PAGE TEXT
*** Block opens ***

Individual therapy can help. Many other activities and experiences can be therapeutic. You might do them in addition to therapy, or as an alternative.
There are two main reasons to try it.
One is to cultivate mindful awareness of your emotions, rather than fighting or fusing with them.
The other is to attend to the underlying wounds.
Gains are slow and take gentle, steady practice. Going to meditation classes or on a retreat can help.
If sitting or closing eyes is too much (e.g., you are carrying trauma), you can bring mindfulness into other activities during the day.
Being with others
Many personal struggles can come with a sense of isolation or inner loneliness. Thawing the boundaries around that personal suffering can be an important part of the healing process.
It might be about sharing a headspace with others, not just a physical space. This might be through taking part in a group, attending events, or (if it feels safe enough) sharing more authentic feelings with someone you trust.
Some people write to make sense of their experience and get to know themselves better.
You might risk being honest with your journal and writing as messily as you need.
Not everything makes sense to begin with, and your journal might be another way to listen without judgement to what you're going through.
Repairing the relationship with your body
Our relationship to our bodies can become critical or detached. Healing these rifts is an important part of many therapies.

*** Block closes ***

EXERCISES TO COMPLETE
1. Translate this sentence from the page about therapeutic activities into Spanish: "Gains are slow and take gentle, steady practice."
2. Print the part of the page about therapeutic activities starting at "The other is" and ending at "know themselves better.".
3. Proceed with the page about therapeutic activities, writing on from its final sentence.

DATASET ENTRIES
*** Block opens ***

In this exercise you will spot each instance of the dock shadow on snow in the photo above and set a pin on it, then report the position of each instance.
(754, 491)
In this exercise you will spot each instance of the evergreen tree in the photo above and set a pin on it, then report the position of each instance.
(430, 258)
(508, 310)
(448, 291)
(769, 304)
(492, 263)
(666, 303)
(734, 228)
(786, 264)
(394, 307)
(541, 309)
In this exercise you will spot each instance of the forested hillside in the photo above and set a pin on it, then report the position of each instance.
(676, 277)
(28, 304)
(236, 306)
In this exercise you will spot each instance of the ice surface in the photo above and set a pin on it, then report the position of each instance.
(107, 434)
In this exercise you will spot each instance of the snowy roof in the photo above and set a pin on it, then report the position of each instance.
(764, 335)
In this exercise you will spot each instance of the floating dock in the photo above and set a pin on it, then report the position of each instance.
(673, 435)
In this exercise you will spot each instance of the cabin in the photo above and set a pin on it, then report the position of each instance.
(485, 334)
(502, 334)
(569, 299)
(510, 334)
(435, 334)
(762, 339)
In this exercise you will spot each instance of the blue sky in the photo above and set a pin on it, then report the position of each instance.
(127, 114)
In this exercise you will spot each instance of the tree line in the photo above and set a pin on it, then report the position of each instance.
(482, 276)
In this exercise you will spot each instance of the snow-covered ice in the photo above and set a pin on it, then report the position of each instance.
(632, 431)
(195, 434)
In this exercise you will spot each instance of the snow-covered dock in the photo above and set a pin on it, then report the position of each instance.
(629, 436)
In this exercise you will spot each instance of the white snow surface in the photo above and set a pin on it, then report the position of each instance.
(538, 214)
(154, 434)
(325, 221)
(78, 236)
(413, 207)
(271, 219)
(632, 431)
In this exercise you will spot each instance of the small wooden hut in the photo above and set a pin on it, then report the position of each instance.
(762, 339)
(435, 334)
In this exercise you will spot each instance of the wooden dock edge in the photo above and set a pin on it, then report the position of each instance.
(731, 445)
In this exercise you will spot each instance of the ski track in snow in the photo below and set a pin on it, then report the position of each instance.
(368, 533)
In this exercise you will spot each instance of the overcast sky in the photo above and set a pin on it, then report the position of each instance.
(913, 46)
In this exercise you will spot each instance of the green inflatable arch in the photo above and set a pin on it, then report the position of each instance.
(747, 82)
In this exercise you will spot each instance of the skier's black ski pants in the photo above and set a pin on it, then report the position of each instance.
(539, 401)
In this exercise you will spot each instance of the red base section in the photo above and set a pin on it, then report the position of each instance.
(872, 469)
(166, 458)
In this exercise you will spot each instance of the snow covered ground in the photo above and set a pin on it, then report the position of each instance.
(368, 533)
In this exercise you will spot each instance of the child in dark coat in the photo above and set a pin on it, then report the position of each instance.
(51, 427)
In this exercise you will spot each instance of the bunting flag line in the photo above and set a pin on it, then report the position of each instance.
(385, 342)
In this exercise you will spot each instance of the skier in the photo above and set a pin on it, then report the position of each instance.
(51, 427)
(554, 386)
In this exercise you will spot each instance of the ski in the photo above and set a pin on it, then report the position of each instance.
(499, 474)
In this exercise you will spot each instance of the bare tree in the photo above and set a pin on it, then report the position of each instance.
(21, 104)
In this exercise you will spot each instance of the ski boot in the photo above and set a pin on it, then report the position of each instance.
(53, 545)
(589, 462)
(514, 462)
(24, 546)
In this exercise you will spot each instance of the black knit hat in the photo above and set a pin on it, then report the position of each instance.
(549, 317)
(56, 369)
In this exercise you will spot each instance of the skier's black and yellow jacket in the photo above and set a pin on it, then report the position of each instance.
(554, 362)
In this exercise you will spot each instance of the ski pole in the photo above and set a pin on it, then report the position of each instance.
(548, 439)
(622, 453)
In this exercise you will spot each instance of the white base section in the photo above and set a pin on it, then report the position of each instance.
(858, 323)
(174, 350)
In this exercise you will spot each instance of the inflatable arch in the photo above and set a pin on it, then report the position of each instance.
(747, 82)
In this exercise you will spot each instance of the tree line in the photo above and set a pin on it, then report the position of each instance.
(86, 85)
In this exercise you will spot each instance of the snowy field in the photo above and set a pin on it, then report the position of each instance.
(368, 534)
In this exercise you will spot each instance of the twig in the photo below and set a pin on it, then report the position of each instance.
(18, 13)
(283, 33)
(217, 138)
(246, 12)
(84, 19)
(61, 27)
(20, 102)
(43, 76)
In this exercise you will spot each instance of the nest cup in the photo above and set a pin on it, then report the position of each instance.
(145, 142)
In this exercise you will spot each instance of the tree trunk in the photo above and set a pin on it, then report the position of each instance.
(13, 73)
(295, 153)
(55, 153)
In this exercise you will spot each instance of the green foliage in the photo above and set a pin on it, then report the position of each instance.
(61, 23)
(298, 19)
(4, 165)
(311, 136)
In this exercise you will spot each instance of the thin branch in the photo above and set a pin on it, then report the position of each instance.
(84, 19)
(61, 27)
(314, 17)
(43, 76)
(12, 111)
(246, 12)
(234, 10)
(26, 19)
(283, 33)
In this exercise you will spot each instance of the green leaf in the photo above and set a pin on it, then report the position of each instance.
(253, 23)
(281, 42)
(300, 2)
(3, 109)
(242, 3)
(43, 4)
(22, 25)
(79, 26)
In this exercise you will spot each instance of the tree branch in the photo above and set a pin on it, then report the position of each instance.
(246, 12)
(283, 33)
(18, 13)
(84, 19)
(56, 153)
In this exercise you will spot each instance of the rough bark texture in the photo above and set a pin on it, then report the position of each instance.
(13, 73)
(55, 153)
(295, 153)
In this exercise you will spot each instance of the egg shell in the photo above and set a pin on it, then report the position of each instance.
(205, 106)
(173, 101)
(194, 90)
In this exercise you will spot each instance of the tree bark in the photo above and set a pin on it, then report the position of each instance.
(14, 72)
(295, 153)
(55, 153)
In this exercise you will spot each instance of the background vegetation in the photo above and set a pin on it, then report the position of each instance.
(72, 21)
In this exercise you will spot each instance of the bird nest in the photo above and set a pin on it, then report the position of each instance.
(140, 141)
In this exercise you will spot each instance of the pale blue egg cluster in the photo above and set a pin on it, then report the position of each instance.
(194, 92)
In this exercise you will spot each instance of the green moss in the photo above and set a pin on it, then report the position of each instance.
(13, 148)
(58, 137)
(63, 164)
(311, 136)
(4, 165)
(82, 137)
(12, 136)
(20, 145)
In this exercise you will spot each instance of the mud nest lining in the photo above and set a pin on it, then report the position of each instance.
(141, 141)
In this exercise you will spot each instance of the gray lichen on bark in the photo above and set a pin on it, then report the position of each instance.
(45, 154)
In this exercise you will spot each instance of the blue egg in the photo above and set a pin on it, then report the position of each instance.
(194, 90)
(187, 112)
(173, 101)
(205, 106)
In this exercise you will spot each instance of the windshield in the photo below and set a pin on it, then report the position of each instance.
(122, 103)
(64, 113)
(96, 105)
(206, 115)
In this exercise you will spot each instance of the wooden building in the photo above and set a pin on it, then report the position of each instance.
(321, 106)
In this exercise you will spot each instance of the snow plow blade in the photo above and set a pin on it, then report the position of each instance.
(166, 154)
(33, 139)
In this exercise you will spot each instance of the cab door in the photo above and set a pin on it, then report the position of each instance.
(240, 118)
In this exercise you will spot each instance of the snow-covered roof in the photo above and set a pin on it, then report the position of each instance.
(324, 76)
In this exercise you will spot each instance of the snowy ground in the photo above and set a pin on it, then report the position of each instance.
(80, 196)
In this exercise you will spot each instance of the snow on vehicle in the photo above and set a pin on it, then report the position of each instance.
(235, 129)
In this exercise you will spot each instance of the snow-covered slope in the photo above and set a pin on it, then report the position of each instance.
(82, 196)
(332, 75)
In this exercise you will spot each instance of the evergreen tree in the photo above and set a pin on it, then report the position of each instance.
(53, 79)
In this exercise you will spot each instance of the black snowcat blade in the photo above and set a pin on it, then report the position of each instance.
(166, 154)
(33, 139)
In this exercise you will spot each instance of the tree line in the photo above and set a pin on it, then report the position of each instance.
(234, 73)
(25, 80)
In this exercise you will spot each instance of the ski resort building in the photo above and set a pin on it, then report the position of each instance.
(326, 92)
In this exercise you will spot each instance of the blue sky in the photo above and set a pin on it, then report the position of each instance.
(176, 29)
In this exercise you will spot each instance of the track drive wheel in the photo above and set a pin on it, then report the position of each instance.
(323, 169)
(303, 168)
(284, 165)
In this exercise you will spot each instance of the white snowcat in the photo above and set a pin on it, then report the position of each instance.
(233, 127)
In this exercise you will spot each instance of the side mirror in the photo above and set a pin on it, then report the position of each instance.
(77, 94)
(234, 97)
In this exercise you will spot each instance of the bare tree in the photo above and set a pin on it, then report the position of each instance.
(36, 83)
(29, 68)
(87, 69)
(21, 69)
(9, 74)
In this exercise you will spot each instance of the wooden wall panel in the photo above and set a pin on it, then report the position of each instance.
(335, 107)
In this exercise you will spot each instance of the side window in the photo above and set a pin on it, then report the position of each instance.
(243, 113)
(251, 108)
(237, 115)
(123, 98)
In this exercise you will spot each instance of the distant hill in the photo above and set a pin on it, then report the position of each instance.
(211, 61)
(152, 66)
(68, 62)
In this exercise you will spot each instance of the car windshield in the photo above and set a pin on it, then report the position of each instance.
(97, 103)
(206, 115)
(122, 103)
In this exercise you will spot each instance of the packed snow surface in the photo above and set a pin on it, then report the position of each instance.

*** Block closes ***

RESPONSES TO THE TASKS
1. Los avances son lentos y requieren una práctica suave y constante.

2.
The other is to attend to the underlying wounds.
Gains are slow and take gentle, steady practice. Going to meditation classes or on a retreat can help.
If sitting or closing eyes is too much (e.g., you are carrying trauma), you can bring mindfulness into other activities during the day.
Being with others
Many personal struggles can come with a sense of isolation or inner loneliness. Thawing the boundaries around that personal suffering can be an important part of the healing process.
It might be about sharing a headspace with others, not just a physical space. This might be through taking part in a group, attending events, or (if it feels safe enough) sharing more authentic feelings with someone you trust.
Some people write to make sense of their experience and get to know themselves better.

3.
You might do so with movement, stretching, exertion, or by nurturing your body (sleep, food, comfort) and attending to health issues.
To note: This might be a bit different to what we call "exercise", which can be either helpful or unhelpful depending on the intention with which we carry it out.
Smartphones, work and social or family commitments can mean there is precious little space for listening.
We might collaborate in these distractions to avoid painful feelings or facing decisions.
If you're going through a period of change, you may need to "de-clutter" so that you can focus on what's genuinely going to support that for you.
This may involve doing much less and resting much more than you are used to, particularly if you've felt unhappy or stressed for a longer period of time.
Cultivating patience with yourself
We can gain plenty of useful ideas and tips from others. These can certainly bring more immediate relief. But you may need time to make sense of it all for yourself and to relate it to your own experience.